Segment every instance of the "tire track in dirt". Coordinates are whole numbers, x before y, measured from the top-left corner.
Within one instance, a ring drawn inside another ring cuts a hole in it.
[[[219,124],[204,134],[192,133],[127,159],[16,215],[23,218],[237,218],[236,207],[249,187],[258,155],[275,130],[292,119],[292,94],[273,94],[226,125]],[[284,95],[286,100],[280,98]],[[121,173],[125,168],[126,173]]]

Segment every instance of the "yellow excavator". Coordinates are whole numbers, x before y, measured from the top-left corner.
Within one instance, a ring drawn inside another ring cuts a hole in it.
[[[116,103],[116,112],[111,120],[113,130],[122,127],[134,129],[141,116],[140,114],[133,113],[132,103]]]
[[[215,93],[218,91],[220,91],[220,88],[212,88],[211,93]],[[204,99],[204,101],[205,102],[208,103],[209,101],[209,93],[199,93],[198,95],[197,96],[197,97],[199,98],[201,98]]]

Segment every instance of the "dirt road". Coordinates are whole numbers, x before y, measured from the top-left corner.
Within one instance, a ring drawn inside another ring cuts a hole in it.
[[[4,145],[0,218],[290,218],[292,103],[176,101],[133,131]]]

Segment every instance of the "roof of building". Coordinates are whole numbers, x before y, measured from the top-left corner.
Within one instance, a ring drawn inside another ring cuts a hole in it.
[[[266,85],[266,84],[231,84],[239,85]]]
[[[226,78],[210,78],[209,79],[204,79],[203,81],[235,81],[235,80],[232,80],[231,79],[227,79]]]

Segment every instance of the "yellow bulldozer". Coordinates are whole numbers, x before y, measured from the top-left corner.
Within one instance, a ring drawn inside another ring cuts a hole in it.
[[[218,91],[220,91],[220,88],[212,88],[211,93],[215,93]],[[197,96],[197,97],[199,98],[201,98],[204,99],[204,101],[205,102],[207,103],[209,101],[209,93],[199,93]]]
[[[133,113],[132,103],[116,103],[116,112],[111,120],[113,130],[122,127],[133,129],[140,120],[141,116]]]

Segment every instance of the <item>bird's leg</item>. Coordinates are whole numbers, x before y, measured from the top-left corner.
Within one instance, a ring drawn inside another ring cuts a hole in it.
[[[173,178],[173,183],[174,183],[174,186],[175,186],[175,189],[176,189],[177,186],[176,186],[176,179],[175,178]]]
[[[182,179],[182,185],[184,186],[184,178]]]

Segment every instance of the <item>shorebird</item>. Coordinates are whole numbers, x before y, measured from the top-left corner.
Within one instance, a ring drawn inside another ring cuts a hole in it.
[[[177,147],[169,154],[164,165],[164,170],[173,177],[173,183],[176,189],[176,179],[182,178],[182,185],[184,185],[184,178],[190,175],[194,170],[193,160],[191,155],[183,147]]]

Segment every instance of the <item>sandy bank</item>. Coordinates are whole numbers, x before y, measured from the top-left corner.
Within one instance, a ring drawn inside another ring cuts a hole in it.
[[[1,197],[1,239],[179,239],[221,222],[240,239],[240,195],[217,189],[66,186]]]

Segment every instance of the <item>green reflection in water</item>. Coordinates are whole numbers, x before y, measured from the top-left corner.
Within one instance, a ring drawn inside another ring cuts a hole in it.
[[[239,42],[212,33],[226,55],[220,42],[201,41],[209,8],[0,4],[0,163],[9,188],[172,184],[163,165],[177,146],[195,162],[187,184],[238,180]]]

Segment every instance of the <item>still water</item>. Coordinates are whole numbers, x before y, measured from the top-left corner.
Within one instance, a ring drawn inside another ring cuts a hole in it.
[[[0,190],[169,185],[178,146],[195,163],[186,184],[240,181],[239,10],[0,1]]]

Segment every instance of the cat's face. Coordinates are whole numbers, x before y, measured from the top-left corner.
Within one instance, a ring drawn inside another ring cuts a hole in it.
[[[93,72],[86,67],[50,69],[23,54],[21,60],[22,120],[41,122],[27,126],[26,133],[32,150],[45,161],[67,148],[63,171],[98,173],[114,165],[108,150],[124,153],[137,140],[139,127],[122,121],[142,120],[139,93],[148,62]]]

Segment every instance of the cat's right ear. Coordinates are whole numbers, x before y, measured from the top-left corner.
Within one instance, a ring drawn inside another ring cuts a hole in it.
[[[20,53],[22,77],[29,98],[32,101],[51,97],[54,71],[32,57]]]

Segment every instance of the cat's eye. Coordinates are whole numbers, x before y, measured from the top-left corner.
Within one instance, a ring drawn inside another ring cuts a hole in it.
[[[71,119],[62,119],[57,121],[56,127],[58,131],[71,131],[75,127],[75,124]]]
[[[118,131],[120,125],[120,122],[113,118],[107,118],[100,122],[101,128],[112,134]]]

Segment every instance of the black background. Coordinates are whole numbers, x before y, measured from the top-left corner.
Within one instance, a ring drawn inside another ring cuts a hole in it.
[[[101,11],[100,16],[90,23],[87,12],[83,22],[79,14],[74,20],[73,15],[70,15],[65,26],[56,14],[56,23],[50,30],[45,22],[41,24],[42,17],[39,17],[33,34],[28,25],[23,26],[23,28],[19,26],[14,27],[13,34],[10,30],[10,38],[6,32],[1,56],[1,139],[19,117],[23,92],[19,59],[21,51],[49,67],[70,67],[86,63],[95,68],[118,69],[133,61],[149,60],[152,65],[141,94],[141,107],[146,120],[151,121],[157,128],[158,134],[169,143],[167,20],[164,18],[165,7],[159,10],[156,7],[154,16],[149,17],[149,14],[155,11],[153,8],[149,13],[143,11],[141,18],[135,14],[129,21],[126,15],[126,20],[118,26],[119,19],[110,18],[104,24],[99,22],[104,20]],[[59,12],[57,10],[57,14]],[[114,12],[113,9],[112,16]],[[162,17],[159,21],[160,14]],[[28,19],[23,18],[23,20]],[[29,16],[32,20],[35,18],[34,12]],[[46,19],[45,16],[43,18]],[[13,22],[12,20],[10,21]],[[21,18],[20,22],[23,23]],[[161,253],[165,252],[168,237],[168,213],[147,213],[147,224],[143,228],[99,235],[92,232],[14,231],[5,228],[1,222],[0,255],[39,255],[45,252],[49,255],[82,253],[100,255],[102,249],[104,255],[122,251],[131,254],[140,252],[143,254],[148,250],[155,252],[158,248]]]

____

### Challenge
Quote the material word for word, from its first line through the line that contains "[[[4,145],[0,218],[290,218],[292,103],[176,101],[133,131]]]", with that final line included.

### Solution to this problem
Segment every instance of the "tire track in dirt". Coordinates are whole numbers, x before y, measured from the top-left corner.
Within one instance, a ring drawn inside another ring cuts a hole in it.
[[[219,124],[204,134],[192,133],[127,159],[16,215],[23,218],[237,218],[236,207],[249,187],[258,155],[275,130],[292,119],[292,94],[273,94],[226,125]],[[284,95],[286,100],[280,98]],[[121,173],[125,168],[126,173]]]

Segment every instance of the "yellow excavator". Coordinates are whole numbers, x before y, measured from the top-left corner.
Within one instance, a ring drawn inside another ring cuts a hole in it.
[[[116,103],[116,112],[111,120],[113,130],[122,127],[134,129],[141,116],[140,114],[133,113],[132,103]]]
[[[215,93],[218,91],[220,91],[220,88],[212,88],[211,93]],[[204,99],[204,101],[205,102],[208,103],[209,101],[209,93],[199,93],[198,95],[197,96],[197,97],[199,98],[201,98]]]

Segment every instance of the "dirt road". Coordinates are whole numbers, x before y, measured from the top-left corner.
Within one instance, a ring drawn inside another ring cuts a hole in it.
[[[4,145],[0,218],[290,218],[292,103],[176,101],[133,131]]]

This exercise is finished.